### LISTING

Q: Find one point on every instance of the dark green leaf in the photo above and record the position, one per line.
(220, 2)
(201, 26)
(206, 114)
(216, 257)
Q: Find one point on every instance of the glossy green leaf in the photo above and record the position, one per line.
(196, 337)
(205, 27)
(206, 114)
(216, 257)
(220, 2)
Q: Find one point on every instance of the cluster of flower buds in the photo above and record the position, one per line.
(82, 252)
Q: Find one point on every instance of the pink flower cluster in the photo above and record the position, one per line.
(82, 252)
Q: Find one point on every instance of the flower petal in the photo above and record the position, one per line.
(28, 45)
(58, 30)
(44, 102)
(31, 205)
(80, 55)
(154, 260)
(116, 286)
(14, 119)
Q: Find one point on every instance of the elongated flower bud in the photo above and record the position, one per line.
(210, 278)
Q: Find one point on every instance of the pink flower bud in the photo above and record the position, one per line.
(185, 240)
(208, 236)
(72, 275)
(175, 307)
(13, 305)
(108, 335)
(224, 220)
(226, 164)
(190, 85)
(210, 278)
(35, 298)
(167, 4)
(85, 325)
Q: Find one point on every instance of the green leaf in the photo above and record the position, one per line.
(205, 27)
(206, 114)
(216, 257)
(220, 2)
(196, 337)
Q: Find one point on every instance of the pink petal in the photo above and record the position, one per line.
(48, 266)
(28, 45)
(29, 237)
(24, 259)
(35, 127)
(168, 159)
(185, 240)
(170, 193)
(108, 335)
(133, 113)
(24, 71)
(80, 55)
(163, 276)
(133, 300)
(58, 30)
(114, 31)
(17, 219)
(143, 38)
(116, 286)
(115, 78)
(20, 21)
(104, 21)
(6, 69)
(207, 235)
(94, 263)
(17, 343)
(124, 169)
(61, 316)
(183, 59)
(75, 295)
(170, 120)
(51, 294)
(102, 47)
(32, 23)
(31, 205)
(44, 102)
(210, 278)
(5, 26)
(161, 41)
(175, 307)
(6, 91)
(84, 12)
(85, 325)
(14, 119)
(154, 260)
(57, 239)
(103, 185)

### WORK INSTRUCTIONS
Copy the data from the line containing "Q: Find one point on every instance of the pink petal" through the last line, renaming "pink petal" to "rose-colored petal". Keep everything else the same.

### FULL ANSWER
Q: Find one point on every instance of the rose-colored petal in the photo above and record the position, one per line.
(48, 266)
(28, 45)
(29, 237)
(24, 259)
(35, 127)
(168, 159)
(185, 240)
(170, 193)
(108, 335)
(133, 113)
(24, 71)
(80, 55)
(163, 276)
(133, 300)
(58, 30)
(114, 31)
(17, 219)
(143, 38)
(116, 286)
(115, 78)
(20, 21)
(104, 21)
(6, 69)
(207, 235)
(94, 263)
(17, 343)
(124, 169)
(61, 316)
(183, 59)
(75, 295)
(170, 120)
(51, 294)
(102, 47)
(32, 23)
(31, 205)
(44, 102)
(210, 278)
(5, 26)
(161, 41)
(175, 307)
(6, 91)
(84, 12)
(85, 325)
(14, 119)
(154, 260)
(57, 239)
(103, 185)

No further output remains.